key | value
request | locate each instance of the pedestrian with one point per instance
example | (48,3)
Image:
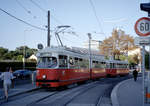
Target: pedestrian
(6,76)
(135,74)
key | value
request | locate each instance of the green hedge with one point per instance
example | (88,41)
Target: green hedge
(17,65)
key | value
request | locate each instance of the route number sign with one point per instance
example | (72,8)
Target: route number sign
(142,26)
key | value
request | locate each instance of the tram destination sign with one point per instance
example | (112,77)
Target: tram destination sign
(142,26)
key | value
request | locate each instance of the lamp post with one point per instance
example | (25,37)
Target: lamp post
(90,61)
(24,51)
(62,27)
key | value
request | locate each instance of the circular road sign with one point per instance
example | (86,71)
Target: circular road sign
(142,26)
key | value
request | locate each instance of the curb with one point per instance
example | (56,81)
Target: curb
(19,93)
(114,97)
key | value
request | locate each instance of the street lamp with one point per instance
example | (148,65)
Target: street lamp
(24,52)
(62,27)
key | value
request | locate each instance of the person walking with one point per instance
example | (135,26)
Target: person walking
(7,77)
(135,74)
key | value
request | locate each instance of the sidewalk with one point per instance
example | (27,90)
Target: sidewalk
(18,90)
(128,93)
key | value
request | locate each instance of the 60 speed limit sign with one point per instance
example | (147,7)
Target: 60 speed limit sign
(142,26)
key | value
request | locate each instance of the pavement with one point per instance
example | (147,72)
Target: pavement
(18,89)
(128,93)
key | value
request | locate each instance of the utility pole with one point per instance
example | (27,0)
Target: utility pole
(90,60)
(48,30)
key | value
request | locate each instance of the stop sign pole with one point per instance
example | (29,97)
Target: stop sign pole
(142,28)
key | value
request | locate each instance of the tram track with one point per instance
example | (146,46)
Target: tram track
(69,96)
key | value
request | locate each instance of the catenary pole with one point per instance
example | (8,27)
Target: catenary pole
(48,30)
(90,61)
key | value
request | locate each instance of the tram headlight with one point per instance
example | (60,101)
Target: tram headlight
(44,76)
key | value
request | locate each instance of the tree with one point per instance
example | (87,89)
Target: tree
(117,44)
(5,54)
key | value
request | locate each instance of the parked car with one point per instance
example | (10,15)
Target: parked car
(22,74)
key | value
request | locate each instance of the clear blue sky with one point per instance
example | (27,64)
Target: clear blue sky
(78,14)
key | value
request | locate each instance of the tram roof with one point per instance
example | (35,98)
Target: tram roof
(73,51)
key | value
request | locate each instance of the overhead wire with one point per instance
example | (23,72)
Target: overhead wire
(21,5)
(22,20)
(45,11)
(36,4)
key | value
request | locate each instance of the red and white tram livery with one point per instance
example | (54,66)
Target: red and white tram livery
(60,66)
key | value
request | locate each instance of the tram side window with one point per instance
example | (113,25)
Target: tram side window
(63,61)
(47,62)
(83,63)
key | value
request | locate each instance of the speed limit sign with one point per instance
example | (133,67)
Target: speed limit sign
(142,26)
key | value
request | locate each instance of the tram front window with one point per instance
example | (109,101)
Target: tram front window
(47,62)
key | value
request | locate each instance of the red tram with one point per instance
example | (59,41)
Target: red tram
(60,66)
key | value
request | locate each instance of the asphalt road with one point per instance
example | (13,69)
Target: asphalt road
(93,93)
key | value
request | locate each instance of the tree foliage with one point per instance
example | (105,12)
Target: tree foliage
(18,54)
(117,44)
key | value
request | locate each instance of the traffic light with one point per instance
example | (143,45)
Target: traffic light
(145,7)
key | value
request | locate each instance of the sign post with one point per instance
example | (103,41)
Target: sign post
(142,28)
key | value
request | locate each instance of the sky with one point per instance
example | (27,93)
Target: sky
(98,17)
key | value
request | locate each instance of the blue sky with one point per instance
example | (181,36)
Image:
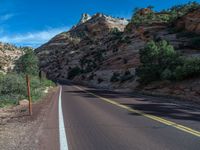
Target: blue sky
(34,22)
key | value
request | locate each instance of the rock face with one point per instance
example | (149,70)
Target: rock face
(190,22)
(8,55)
(106,50)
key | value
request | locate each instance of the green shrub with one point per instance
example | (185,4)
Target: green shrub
(189,69)
(28,63)
(74,72)
(195,42)
(13,88)
(161,62)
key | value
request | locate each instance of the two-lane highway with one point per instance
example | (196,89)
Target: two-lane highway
(103,120)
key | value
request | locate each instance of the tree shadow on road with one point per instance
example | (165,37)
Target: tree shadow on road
(162,107)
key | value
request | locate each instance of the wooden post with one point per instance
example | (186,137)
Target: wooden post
(29,94)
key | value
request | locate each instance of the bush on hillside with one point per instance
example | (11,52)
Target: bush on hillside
(161,62)
(13,88)
(28,63)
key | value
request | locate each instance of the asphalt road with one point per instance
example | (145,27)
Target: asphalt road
(97,119)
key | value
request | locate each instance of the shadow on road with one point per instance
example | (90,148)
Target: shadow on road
(162,107)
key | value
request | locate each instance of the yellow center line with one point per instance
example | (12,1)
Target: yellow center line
(156,118)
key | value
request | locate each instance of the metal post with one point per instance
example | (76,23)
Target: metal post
(29,94)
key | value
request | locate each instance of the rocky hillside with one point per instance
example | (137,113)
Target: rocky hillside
(104,51)
(8,55)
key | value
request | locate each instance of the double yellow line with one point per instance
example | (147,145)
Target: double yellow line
(159,119)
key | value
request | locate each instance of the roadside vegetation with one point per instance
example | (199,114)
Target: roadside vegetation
(159,61)
(148,16)
(13,84)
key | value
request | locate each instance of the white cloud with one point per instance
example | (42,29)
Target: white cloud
(33,39)
(6,17)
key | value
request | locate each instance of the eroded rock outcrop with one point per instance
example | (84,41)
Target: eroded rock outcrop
(104,51)
(190,22)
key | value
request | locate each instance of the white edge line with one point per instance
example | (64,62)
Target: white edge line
(62,132)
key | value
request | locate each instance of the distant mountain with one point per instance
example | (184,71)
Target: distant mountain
(104,51)
(8,54)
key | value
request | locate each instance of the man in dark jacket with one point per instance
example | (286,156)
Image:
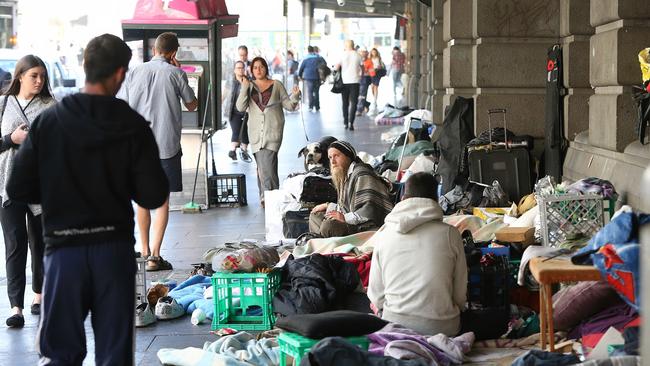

Problem requirements:
Filter the records down to every line containing the word "yellow", matching case exactly, and copy those lines.

Result for this task:
request | locate each instance of the yellow center line with one point per instance
Target: yellow center line
request | locate each instance of the double yellow line with one point per instance
Target: double yellow line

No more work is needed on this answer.